• Exercise directions: Convert every one of the rows below into a Markdown table with the columns No. and Text, numbering each row in order and skipping any blank lines.
-- start --
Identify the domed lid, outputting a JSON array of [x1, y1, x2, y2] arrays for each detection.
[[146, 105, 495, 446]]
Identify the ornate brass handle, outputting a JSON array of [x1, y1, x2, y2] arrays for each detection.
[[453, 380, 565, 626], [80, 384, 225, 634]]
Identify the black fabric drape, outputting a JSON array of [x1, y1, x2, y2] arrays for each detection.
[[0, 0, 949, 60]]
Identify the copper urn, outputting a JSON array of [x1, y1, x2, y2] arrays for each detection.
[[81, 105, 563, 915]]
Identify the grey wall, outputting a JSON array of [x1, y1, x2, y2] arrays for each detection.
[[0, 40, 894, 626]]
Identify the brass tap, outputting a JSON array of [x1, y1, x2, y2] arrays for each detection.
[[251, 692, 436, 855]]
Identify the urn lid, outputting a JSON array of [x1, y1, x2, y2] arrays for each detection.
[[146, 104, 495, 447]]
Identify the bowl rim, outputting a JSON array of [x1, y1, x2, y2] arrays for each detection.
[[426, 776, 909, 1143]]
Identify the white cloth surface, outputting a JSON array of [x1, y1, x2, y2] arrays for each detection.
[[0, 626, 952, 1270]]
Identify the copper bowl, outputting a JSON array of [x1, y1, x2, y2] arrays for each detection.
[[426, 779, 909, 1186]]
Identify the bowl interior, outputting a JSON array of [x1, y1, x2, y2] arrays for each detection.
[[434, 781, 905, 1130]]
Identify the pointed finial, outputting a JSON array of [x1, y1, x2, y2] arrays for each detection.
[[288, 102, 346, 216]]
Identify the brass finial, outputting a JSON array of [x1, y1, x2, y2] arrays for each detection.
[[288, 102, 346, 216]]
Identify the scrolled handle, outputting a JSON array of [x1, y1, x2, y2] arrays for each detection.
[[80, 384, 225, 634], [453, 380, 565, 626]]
-- end --
• Solution to the problem:
| No. | Text |
|---|---|
| 1 | Identify the domed lid, outputting a JSON array of [x1, y1, x2, y2] arrays for each detection. |
| 2 | [[146, 105, 495, 446]] |
| 3 | Identify the ornate brass handle, outputting a JSON array of [x1, y1, x2, y2] arrays for each detection. |
| 4 | [[453, 380, 565, 626], [80, 384, 225, 634]] |
| 5 | Identify the black fabric drape, outputting a JSON array of [x1, y1, x2, y2] arrays for each detection. |
| 6 | [[0, 0, 949, 60]] |
| 7 | Identify the copper urn, outputting a JSON array of [x1, y1, x2, y2] arrays for each detection. |
| 8 | [[81, 105, 563, 915]] |
| 9 | Identify the grey wall, outputting a JSON array of [x1, y1, x2, y2] arrays for each detection. |
| 10 | [[0, 40, 894, 626]] |
| 11 | Identify the brass tap, outputting a JSON array of [x1, y1, x2, y2] arrays for each detection. |
| 12 | [[251, 692, 436, 855]] |
| 13 | Identify the urn lid, outputting a JSON array of [x1, y1, x2, y2] arrays for each detection. |
| 14 | [[146, 104, 495, 447]] |
| 15 | Identify the bowl rim, outputting a JSON array of [x1, y1, x2, y2] arrays for each detection. |
| 16 | [[426, 776, 909, 1143]] |
| 17 | Identify the white cloth surface, outputting a JSON array of [x1, y1, x2, y2] arrays for each detection. |
| 18 | [[0, 626, 952, 1270]] |
| 19 | Identify the copper bowl, outputting a JSON array of [x1, y1, x2, y2] arrays for each detection. |
| 20 | [[426, 779, 909, 1186]] |
| 21 | Identify the bowl interior, outputting a JSON array of [x1, y1, x2, y2] arrays for each detection. |
| 22 | [[434, 781, 905, 1130]] |
| 23 | Identify the pointed finial, outputting a JSON array of [x1, y1, x2, y2] arrays for each detection. |
| 24 | [[288, 102, 346, 216]] |
| 25 | Identify the brass finial, outputting a JSON array of [x1, y1, x2, y2] arrays for each detection. |
| 26 | [[288, 102, 346, 216]] |
| 27 | Identify the scrolled handle, outputting a JSON array of [x1, y1, x2, y2] arrays for each detection. |
| 28 | [[80, 384, 225, 634], [453, 380, 565, 626]] |